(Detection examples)
start

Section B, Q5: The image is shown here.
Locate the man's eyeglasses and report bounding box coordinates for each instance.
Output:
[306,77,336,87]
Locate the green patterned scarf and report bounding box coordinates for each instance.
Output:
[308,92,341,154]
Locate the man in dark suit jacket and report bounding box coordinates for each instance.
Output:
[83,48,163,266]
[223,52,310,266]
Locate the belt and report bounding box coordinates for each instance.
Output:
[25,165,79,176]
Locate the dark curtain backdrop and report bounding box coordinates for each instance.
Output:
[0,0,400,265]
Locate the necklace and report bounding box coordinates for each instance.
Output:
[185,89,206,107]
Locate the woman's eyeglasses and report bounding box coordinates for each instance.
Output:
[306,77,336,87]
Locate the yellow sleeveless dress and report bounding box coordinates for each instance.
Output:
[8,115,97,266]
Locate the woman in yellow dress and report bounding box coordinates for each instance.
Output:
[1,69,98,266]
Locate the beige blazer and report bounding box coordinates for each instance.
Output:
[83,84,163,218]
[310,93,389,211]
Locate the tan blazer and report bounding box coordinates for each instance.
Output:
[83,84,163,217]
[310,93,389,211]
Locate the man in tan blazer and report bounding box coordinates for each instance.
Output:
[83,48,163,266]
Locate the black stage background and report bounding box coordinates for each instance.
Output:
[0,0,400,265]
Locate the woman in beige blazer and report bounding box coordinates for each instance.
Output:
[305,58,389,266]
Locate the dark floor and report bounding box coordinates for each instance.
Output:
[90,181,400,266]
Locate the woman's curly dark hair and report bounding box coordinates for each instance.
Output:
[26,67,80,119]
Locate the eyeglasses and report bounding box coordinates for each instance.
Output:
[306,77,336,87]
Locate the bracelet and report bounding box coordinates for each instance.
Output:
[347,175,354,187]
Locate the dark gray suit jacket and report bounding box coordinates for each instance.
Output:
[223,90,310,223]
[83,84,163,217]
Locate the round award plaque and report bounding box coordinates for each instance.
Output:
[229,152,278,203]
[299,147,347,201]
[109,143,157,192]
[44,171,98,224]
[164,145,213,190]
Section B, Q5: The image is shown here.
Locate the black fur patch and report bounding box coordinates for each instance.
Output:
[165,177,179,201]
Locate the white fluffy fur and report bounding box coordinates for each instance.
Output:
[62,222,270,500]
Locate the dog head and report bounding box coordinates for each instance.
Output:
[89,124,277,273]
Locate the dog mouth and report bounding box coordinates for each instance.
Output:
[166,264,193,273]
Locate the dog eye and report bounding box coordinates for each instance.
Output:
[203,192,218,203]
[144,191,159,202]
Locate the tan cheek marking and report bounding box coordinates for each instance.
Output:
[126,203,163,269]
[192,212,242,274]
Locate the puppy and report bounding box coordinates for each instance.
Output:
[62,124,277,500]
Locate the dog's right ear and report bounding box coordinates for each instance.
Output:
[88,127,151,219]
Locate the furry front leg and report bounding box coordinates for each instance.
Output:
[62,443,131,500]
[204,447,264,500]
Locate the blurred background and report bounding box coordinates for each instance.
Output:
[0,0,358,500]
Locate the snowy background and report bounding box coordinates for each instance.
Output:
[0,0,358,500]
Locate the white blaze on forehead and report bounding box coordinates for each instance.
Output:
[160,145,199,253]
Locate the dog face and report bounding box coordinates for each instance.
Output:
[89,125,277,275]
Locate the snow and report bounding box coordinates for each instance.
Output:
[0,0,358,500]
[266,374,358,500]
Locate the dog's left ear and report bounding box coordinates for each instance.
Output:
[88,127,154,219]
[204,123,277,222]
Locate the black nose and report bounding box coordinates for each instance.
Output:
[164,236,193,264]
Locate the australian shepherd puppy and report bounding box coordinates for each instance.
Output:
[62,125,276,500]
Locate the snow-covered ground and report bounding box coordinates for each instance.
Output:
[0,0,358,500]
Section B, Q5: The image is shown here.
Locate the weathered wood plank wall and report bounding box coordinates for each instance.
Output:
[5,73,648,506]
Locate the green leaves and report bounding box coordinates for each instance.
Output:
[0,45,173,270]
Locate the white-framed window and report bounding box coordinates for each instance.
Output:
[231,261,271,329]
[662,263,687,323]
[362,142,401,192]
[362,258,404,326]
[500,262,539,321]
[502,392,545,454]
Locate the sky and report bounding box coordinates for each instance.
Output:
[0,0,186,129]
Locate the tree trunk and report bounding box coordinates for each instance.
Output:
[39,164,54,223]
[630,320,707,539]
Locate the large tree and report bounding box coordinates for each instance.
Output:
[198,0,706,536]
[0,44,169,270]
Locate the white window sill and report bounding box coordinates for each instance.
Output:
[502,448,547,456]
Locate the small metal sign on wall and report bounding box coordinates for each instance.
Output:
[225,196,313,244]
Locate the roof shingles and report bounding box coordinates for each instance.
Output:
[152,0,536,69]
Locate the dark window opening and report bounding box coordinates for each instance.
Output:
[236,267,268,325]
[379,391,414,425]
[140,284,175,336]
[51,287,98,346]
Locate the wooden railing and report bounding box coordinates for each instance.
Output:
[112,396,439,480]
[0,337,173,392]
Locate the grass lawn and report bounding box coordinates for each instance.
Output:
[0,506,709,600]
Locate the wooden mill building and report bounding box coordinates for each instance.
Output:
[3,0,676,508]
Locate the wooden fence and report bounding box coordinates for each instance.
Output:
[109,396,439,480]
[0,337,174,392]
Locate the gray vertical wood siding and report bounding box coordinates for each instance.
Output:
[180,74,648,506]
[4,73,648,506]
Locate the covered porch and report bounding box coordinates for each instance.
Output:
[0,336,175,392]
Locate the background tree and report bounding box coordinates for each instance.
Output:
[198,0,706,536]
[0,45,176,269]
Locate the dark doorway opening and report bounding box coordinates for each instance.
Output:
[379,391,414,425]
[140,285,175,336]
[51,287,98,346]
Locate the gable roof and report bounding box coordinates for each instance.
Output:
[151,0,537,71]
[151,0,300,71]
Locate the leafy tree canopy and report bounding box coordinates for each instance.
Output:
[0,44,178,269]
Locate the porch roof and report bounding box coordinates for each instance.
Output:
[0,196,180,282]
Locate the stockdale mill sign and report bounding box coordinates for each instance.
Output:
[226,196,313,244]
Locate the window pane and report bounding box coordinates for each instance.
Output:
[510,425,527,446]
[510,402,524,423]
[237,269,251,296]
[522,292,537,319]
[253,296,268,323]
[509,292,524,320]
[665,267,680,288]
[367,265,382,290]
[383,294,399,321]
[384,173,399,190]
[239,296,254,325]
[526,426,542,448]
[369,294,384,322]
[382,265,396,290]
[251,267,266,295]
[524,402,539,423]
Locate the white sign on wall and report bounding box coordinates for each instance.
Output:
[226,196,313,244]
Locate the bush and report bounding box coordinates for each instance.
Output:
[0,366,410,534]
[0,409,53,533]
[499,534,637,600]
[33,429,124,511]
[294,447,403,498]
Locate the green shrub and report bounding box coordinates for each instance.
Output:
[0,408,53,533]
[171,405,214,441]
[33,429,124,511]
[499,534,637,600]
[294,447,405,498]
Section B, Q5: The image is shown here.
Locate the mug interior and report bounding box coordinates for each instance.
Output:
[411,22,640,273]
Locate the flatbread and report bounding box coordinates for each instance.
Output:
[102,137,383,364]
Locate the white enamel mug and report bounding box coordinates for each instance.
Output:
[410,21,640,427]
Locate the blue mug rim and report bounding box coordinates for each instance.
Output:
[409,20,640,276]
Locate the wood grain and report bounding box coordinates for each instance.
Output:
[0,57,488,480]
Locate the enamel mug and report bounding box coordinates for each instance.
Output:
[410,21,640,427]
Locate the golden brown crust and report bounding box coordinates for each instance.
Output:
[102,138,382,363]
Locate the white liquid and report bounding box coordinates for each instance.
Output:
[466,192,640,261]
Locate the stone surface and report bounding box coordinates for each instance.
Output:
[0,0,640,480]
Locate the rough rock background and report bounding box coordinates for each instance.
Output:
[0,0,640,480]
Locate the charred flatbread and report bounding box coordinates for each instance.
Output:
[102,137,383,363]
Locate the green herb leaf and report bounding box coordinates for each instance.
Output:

end

### YOUR INSTRUCTIONS
How many lines in the entries above contain the word "porch"? Give only the number.

### ANSWER TO THE TASK
2